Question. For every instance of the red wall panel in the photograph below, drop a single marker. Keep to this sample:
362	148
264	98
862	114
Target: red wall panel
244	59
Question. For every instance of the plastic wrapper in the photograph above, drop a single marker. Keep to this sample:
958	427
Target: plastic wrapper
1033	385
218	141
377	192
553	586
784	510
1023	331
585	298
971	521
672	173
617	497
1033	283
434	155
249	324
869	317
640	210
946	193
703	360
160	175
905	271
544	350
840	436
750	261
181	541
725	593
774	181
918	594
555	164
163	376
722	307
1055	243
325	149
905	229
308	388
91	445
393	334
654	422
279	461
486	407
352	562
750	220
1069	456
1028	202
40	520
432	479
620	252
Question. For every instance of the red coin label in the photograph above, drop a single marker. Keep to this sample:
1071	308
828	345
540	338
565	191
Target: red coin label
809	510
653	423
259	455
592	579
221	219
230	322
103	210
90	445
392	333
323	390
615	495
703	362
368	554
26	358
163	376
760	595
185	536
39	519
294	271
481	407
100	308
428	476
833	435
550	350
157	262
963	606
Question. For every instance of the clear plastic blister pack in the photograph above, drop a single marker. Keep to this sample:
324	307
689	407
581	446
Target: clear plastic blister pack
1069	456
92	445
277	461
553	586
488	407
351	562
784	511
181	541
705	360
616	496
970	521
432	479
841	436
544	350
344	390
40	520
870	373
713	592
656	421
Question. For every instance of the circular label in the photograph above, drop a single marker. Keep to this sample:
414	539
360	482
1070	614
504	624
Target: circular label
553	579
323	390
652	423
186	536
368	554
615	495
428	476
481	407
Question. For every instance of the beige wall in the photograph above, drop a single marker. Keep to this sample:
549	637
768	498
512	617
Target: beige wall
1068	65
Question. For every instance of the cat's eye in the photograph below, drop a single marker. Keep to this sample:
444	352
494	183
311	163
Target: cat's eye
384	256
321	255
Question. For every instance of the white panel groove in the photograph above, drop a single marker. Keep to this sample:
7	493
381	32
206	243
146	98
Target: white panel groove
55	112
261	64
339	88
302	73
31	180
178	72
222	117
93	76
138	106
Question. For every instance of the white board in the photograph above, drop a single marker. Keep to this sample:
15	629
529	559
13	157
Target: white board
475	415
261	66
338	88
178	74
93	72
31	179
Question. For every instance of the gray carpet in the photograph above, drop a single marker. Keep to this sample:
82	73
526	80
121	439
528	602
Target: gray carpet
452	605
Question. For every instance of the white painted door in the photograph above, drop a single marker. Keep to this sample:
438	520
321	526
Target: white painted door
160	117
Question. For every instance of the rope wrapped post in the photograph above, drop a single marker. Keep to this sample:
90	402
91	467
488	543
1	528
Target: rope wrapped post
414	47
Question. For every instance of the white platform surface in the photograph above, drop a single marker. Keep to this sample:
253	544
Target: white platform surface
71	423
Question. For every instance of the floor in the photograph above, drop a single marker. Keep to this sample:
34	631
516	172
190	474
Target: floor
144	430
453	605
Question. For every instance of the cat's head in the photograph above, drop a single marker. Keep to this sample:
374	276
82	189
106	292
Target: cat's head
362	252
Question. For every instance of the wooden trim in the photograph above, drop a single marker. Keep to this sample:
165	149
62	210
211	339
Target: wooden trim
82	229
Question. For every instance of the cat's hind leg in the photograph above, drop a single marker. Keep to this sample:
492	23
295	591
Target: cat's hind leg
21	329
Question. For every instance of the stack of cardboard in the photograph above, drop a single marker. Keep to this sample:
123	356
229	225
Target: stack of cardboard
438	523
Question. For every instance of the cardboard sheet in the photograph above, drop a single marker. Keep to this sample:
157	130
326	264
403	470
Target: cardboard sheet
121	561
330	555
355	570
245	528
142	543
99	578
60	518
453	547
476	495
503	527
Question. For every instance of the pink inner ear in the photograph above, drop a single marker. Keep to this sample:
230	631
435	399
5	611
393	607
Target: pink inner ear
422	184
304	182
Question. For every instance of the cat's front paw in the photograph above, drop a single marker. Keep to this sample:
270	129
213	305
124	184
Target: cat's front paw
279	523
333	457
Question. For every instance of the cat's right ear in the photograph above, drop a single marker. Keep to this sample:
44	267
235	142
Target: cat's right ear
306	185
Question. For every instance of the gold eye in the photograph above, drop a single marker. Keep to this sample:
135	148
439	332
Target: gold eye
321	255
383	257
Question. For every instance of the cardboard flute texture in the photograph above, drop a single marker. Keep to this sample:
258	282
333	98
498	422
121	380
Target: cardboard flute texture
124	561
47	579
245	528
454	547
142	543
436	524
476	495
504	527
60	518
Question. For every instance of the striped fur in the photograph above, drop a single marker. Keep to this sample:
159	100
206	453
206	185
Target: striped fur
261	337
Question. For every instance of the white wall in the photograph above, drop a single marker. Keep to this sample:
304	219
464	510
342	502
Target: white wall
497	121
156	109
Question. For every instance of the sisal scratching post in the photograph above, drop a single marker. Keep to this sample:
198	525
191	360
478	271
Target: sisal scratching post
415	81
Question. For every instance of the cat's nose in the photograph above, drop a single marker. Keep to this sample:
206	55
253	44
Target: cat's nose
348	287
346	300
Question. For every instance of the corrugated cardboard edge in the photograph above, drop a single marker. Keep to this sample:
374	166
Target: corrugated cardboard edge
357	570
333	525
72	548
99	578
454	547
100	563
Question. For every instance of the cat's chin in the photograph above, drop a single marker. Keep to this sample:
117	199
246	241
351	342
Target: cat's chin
-----
Nothing in the material may be left out; write it all out verbatim.

Question. For every instance of the red wall panel in the photograph below, drop a single marker. Keep to this sample:
362	148
264	98
862	114
Target: red wall panel
244	59
Question. For every instance of the plastic wrapper in the photograph above, drop a single marker. Keep to this sample:
958	427
Target: plastic wrapper
1033	385
218	141
377	192
553	586
784	510
1023	331
585	298
971	521
672	173
617	497
1033	283
434	155
249	324
869	317
640	210
946	193
703	360
160	175
905	271
544	350
840	436
750	261
181	541
725	593
774	181
918	594
555	164
163	376
722	307
1055	243
325	149
905	229
308	388
91	445
393	334
654	422
279	461
486	407
352	562
750	220
1069	456
1028	202
40	520
432	479
620	252
Question. For every instance of the red coin label in the photograph above, drop a single marker. Keep to this sample:
1071	308
828	345
540	338
565	191
Target: red coin label
809	510
653	423
259	455
592	579
221	219
230	322
103	210
90	445
392	333
323	390
615	495
703	362
368	554
26	358
163	376
760	595
185	536
39	519
294	271
481	407
100	308
428	476
833	435
550	350
157	262
963	606
Question. For every instance of the clear plastic blister pack in the photograph above, drop a single marker. Keep to this sample:
324	307
689	407
581	446
Target: clear plastic blister pack
1069	456
92	445
277	461
553	586
488	407
351	562
784	511
181	541
705	360
616	496
970	521
432	479
841	436
544	350
344	390
40	520
870	373
713	592
656	421
Question. For every instance of the circular label in the photograph above, drop a single marker. Keep to this sample:
414	539
360	482
1070	614
504	624
Target: circular label
553	579
323	390
652	423
186	536
368	554
615	495
428	476
481	407
Question. For every instance of the beige wall in the photograph above, drop a single marker. Keep to this sample:
549	637
768	498
512	617
Target: beige wall
1068	65
Question. For every instance of the cat's eye in the photograph below, drop a single marker. Keep to this sample:
444	352
494	183
311	163
Target: cat's eye
384	256
321	255
Question. For every instance of the white panel groove in the photograph above, drop a single marker. Keep to this sample:
7	493
381	32
206	243
146	98
Target: white panel groove
55	112
261	64
339	88
302	73
31	180
178	72
222	117
93	76
138	106
Question. For every instance of the white board in the photograph above, drop a single marker. Keep to this sample:
15	629
529	559
13	157
Target: white board
475	415
261	66
338	88
178	74
93	72
31	179
Question. For every instance of the gray carpet in the photograph above, drop a single marker. Keep to this sample:
82	73
526	80
121	439
528	602
Target: gray carpet
452	605
Question. For every instance of the white painted door in the photograph above, drop a single marker. Keep to this sample:
438	520
321	526
Target: white painted door
160	117
Question. For every instance of the rope wrapped post in the photograph above, drop a single marker. Keep to this sample:
90	402
91	467
488	543
1	528
Target: rope wrapped post
414	47
Question. For every instance of the white platform surface in the photograph above, drop a single marker. Keep to this sample:
253	544
Target: white platform surface
71	423
Question. For every instance of the floor in the photograph above, drop a single marker. Keep to this sample:
34	631
516	172
190	474
Target: floor
144	430
453	605
Question. For every instance of the cat's head in the photograph above, drop a single marker. Keep to this sample:
374	276
82	189
106	292
Target: cat's head
362	252
Question. For every instance of the wooden trim in the photograph above, drop a single marker. Keep to this sample:
165	149
62	210
211	339
Target: wooden trim
82	229
Question. For every instance of the cat's hind leg in the photograph above, drop a single marker. Keep to this sample:
492	23
295	591
Target: cat's hind leg
21	329
Question. For every instance of the stack of cardboard in the photograph above, drop a single marker. Keep to this sample:
123	356
229	225
Target: stack of cardboard
438	523
Question. For every instance of the cardboard sheet in the photograph above, drop a single marker. Keep to this sample:
157	130
326	264
403	470
Target: cardboard sheet
121	561
330	555
355	570
245	528
142	543
99	578
60	518
453	547
476	495
503	527
Question. For every instance of the pink inner ear in the photograph above, drop a single marker. Keep to this sample:
230	631
435	399
5	611
393	607
Target: pink inner ear
422	184
304	182
Question. For every instance of the cat's front paw in the photograph above, drop a single marker. Keep to this sample:
270	129
213	305
124	184
Target: cat's front paw
279	523
333	457
Question. For every instance of the cat's right ear in the photograph above, drop a single marker. Keep to this sample:
44	267
235	142
Target: cat's right ear
306	185
Question. For every instance of the gold eye in the photograph above, drop a single marker. Keep to this sample:
135	148
439	332
Target: gold eye
321	255
383	257
Question. For every instance of the cardboard flute texture in the photograph above, drop a single marker. Keep to this sample:
258	282
333	98
498	422
121	380
Target: cardboard flute texture
124	561
47	579
245	528
454	547
142	543
436	524
476	495
504	527
60	518
Question. For every instance of the striped fur in the photograph above, drop a single marker. Keep to this sample:
159	100
206	453
206	185
Target: striped fur
261	337
Question. For every instance of the white wall in the photograph above, drop a single marker. Keep to this sample:
304	219
464	510
342	502
Target: white wall
497	121
156	109
Question. For every instance of the sisal scratching post in the photograph above, drop a single marker. Keep to this sample:
198	525
191	360
478	271
Target: sisal scratching post
415	81
Question. For every instance of the cat's nose in the photograph above, drop a single marker. Keep to this sample:
206	55
253	44
Target: cat's nose
348	287
346	300
Question. For every instance of the corrugated cardboard edge in the photograph above, drop a single marker. Keep to this sample:
374	166
Target: corrugated cardboard edge
357	570
333	525
72	548
99	578
454	547
100	563
Question. For every instance of the cat's chin in the photograph above, drop a single marker. Keep to this sample:
117	199
246	241
351	342
Target: cat's chin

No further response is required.